- **WORK INSTRUCTION**:
Leaving every image behind, reproduce the records word for word.

Dataset entries
******

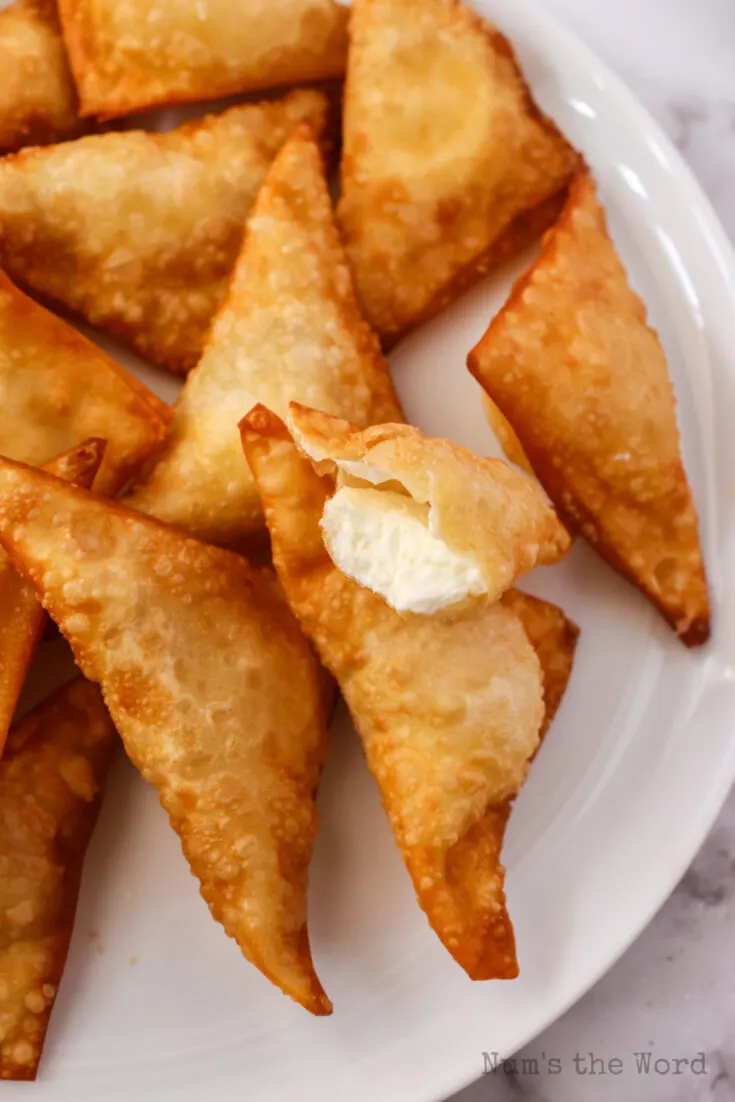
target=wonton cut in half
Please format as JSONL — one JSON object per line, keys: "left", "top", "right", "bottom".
{"left": 128, "top": 123, "right": 402, "bottom": 546}
{"left": 242, "top": 405, "right": 576, "bottom": 979}
{"left": 469, "top": 170, "right": 710, "bottom": 645}
{"left": 0, "top": 0, "right": 83, "bottom": 154}
{"left": 0, "top": 679, "right": 114, "bottom": 1080}
{"left": 0, "top": 89, "right": 329, "bottom": 374}
{"left": 0, "top": 460, "right": 332, "bottom": 1014}
{"left": 337, "top": 0, "right": 579, "bottom": 344}
{"left": 59, "top": 0, "right": 348, "bottom": 119}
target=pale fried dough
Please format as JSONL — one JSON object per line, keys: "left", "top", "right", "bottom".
{"left": 0, "top": 89, "right": 329, "bottom": 374}
{"left": 0, "top": 0, "right": 83, "bottom": 154}
{"left": 0, "top": 459, "right": 331, "bottom": 1014}
{"left": 337, "top": 0, "right": 579, "bottom": 343}
{"left": 469, "top": 170, "right": 710, "bottom": 646}
{"left": 241, "top": 406, "right": 547, "bottom": 979}
{"left": 287, "top": 403, "right": 569, "bottom": 607}
{"left": 128, "top": 124, "right": 402, "bottom": 546}
{"left": 59, "top": 0, "right": 348, "bottom": 119}
{"left": 0, "top": 679, "right": 114, "bottom": 1080}
{"left": 0, "top": 439, "right": 105, "bottom": 760}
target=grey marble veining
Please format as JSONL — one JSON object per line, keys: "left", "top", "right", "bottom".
{"left": 448, "top": 1, "right": 735, "bottom": 1099}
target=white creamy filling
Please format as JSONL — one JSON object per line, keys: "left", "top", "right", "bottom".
{"left": 320, "top": 486, "right": 486, "bottom": 615}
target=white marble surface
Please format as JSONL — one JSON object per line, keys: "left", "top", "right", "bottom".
{"left": 451, "top": 1, "right": 735, "bottom": 1100}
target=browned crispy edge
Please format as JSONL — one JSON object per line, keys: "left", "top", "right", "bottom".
{"left": 0, "top": 678, "right": 114, "bottom": 1080}
{"left": 468, "top": 168, "right": 710, "bottom": 647}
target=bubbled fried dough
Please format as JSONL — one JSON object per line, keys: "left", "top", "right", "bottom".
{"left": 127, "top": 125, "right": 402, "bottom": 546}
{"left": 0, "top": 0, "right": 84, "bottom": 154}
{"left": 0, "top": 89, "right": 329, "bottom": 375}
{"left": 59, "top": 0, "right": 348, "bottom": 119}
{"left": 469, "top": 170, "right": 710, "bottom": 645}
{"left": 338, "top": 0, "right": 579, "bottom": 343}
{"left": 0, "top": 458, "right": 331, "bottom": 1014}
{"left": 0, "top": 439, "right": 106, "bottom": 760}
{"left": 241, "top": 407, "right": 547, "bottom": 980}
{"left": 0, "top": 679, "right": 114, "bottom": 1080}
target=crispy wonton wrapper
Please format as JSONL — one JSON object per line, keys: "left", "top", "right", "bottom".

******

- **THE ANSWER**:
target=wonton cut in half
Please format as JSONL — one JSON object per line, keys: "left", "top", "right", "bottom".
{"left": 128, "top": 123, "right": 402, "bottom": 546}
{"left": 242, "top": 405, "right": 576, "bottom": 979}
{"left": 469, "top": 170, "right": 710, "bottom": 645}
{"left": 0, "top": 0, "right": 83, "bottom": 154}
{"left": 0, "top": 679, "right": 114, "bottom": 1080}
{"left": 0, "top": 89, "right": 329, "bottom": 374}
{"left": 0, "top": 460, "right": 332, "bottom": 1014}
{"left": 337, "top": 0, "right": 579, "bottom": 344}
{"left": 59, "top": 0, "right": 348, "bottom": 119}
target=pale fried dough
Please format as JSONL — one JSON object per line, keys: "left", "top", "right", "bottom".
{"left": 0, "top": 89, "right": 329, "bottom": 374}
{"left": 0, "top": 0, "right": 83, "bottom": 154}
{"left": 0, "top": 459, "right": 331, "bottom": 1014}
{"left": 337, "top": 0, "right": 579, "bottom": 343}
{"left": 469, "top": 170, "right": 710, "bottom": 646}
{"left": 241, "top": 406, "right": 547, "bottom": 979}
{"left": 287, "top": 403, "right": 569, "bottom": 607}
{"left": 128, "top": 124, "right": 402, "bottom": 546}
{"left": 59, "top": 0, "right": 348, "bottom": 119}
{"left": 0, "top": 679, "right": 114, "bottom": 1080}
{"left": 0, "top": 439, "right": 105, "bottom": 760}
target=grey marble veining
Please format as JSONL — one JSON object per line, keys: "left", "top", "right", "bottom".
{"left": 448, "top": 1, "right": 735, "bottom": 1099}
target=white creamy filling
Please format as JSONL — one JSON object per line, keys: "left", "top", "right", "bottom".
{"left": 320, "top": 486, "right": 486, "bottom": 615}
target=white marble surface
Please format as JSONL — one JSON object per line, keys: "left", "top", "right", "bottom".
{"left": 451, "top": 1, "right": 735, "bottom": 1100}
target=browned crispy edge
Please format as JSONL — one JSON object per line, keys: "left", "top", "right", "bottom".
{"left": 0, "top": 678, "right": 114, "bottom": 1080}
{"left": 468, "top": 168, "right": 710, "bottom": 647}
target=bubbled fried dough
Please format as JSONL — one JSON object per line, keys: "left", "top", "right", "bottom".
{"left": 127, "top": 125, "right": 402, "bottom": 546}
{"left": 0, "top": 0, "right": 84, "bottom": 154}
{"left": 0, "top": 89, "right": 329, "bottom": 375}
{"left": 59, "top": 0, "right": 348, "bottom": 119}
{"left": 469, "top": 170, "right": 710, "bottom": 645}
{"left": 338, "top": 0, "right": 579, "bottom": 343}
{"left": 0, "top": 458, "right": 331, "bottom": 1014}
{"left": 0, "top": 439, "right": 106, "bottom": 760}
{"left": 241, "top": 407, "right": 547, "bottom": 980}
{"left": 0, "top": 679, "right": 114, "bottom": 1080}
target=crispy wonton wrapper
Please format as JSONL — one JSON object per line, keys: "left", "top", "right", "bottom".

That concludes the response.